- _Exercise aim_: Your reply should reproduce each line below exactly and carry none of the pictures.

- _Listed records_:
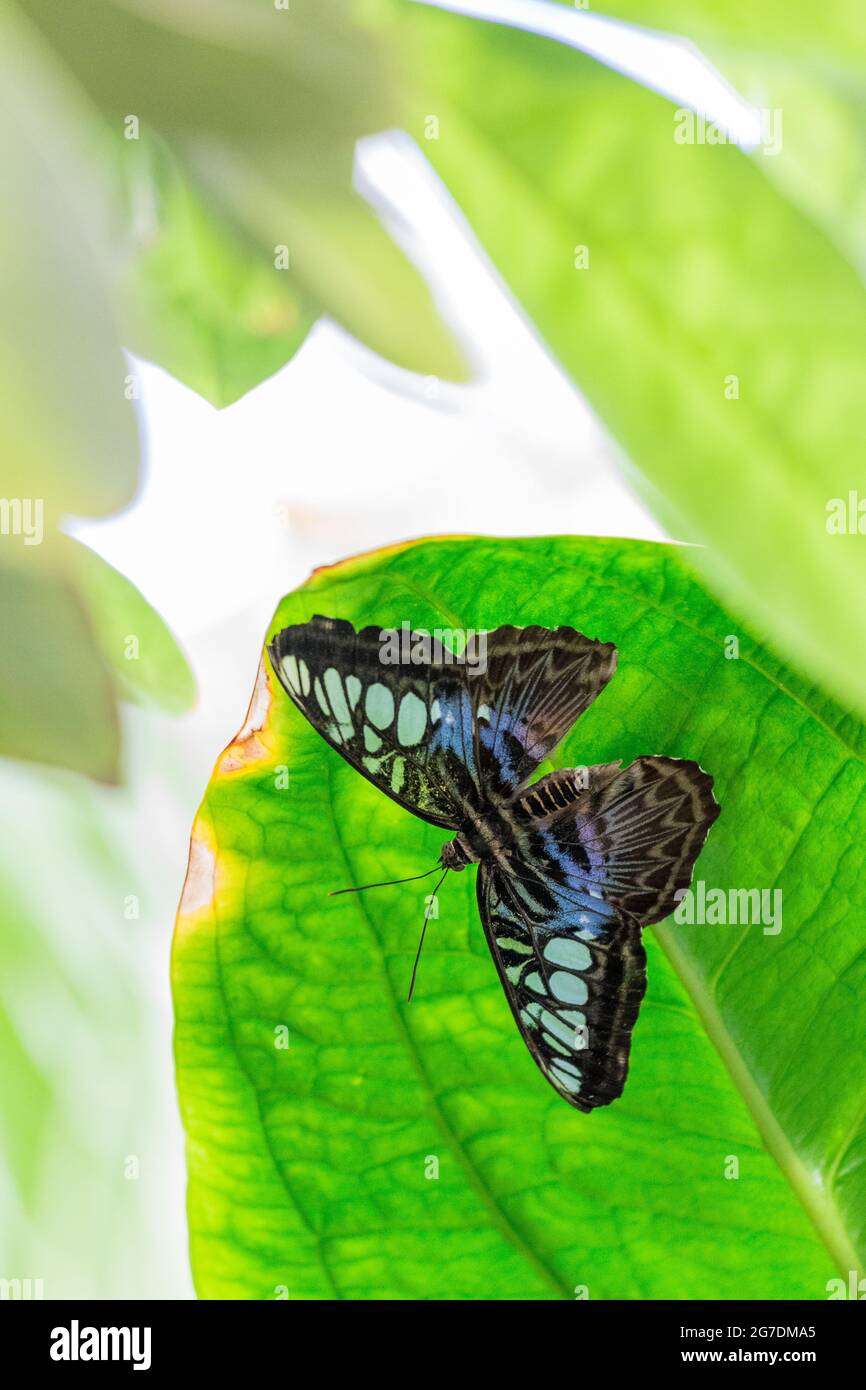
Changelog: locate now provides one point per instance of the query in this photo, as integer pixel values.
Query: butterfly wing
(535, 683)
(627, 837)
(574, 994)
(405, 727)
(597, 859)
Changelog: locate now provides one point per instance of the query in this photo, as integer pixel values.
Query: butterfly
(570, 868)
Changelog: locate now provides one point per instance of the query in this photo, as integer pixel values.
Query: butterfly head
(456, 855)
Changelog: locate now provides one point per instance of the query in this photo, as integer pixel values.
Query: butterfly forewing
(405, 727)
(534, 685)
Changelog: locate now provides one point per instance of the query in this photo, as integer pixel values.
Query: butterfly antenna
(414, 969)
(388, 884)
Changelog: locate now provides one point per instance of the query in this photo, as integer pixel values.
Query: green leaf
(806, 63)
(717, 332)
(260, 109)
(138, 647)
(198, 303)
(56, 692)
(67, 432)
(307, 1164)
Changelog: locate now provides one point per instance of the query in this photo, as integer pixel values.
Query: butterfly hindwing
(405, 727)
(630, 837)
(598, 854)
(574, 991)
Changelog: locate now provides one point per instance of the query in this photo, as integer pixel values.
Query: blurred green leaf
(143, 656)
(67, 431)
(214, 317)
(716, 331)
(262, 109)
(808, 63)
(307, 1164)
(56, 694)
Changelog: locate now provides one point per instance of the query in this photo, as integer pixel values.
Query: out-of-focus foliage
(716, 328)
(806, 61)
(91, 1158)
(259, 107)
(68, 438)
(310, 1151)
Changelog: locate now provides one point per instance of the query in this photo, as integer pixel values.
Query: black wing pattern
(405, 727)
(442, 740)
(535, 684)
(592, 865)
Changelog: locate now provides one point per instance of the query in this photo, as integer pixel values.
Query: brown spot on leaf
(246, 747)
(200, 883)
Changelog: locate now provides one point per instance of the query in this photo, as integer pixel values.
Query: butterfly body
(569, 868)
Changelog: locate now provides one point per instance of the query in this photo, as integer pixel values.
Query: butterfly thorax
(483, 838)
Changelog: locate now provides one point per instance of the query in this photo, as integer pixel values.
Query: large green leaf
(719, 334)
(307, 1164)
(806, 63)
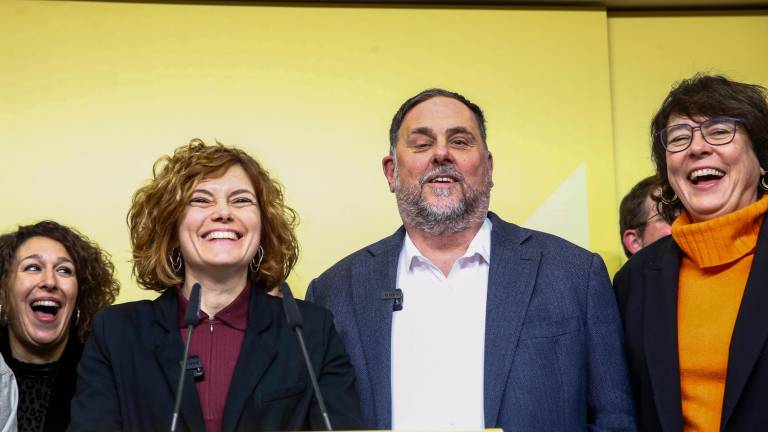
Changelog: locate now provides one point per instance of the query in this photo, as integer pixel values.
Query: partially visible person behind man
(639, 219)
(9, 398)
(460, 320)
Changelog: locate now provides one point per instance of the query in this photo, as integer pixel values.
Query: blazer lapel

- _Your response_:
Changelog: locate now provides one point per instance of the query in this photo, as integer pixel values.
Query: butterfly wing
(535, 683)
(627, 837)
(574, 994)
(405, 727)
(597, 859)
Changelog: locate now provides one point per instance of the query in this photo, as integer pixel values.
Query: butterfly
(570, 868)
Changelog: locate now provides one point per instance of the query in this photo, as integer pixel values.
Query: butterfly head
(456, 855)
Changelog: locate now provides one point per instance of the query in this photo, as integer pixel values.
Query: butterfly forewing
(405, 727)
(534, 685)
Changelog: locate now provides one point per instance of the query in this photo, as integer pixel values.
Query: butterfly antenna
(414, 969)
(388, 884)
Changelog: locate now provides one point per instance of the query in this photo, as integer pixel values.
Query: green leaf
(806, 63)
(717, 332)
(260, 109)
(138, 647)
(198, 303)
(56, 692)
(67, 432)
(307, 1164)
Changelog: locate now provides one point per instance of the query in this photo, as integer pixel values.
Query: butterfly hindwing
(405, 727)
(630, 837)
(598, 854)
(574, 991)
Changelog: locate now provides one point per instance of the query in this photo, as integer pixel values.
Query: blurred green leaf
(143, 656)
(67, 431)
(214, 317)
(716, 331)
(262, 109)
(808, 63)
(307, 1164)
(56, 694)
Changelog: locate now provides one point per instance of the query in this photo, as integer pixel values.
Query: out-of-focus foliage
(716, 328)
(806, 61)
(91, 1158)
(259, 107)
(68, 438)
(310, 1151)
Changelog: locate now provides one point per instance of the query in this photo, as integer pixel values.
Query: black wing pattern
(405, 727)
(442, 740)
(535, 684)
(592, 865)
Changelog: locate now provides one point per instance of the query in this photo, as integer pixel values.
Query: brown spot on leaf
(246, 747)
(200, 883)
Changelog: locate now provides one point per instance of the query in this photo, as integer pixel values.
Query: butterfly body
(569, 868)
Changelog: locate now provides one point per instance of the query in this photo, as integer pixel values.
Query: butterfly thorax
(483, 838)
Changelog: locate now provides one point per instance of the query in this photo, as integer pixel values.
Query: large green leaf
(719, 334)
(307, 1164)
(806, 63)
Changelog: locate now provides one point per instance of the query in this photo, as integer pixel values.
Query: partially visible person behind man
(639, 219)
(9, 398)
(460, 320)
Changelog: locate now provides one point per instance of the query in this photo, as integer pixel values.
Query: blazer lapel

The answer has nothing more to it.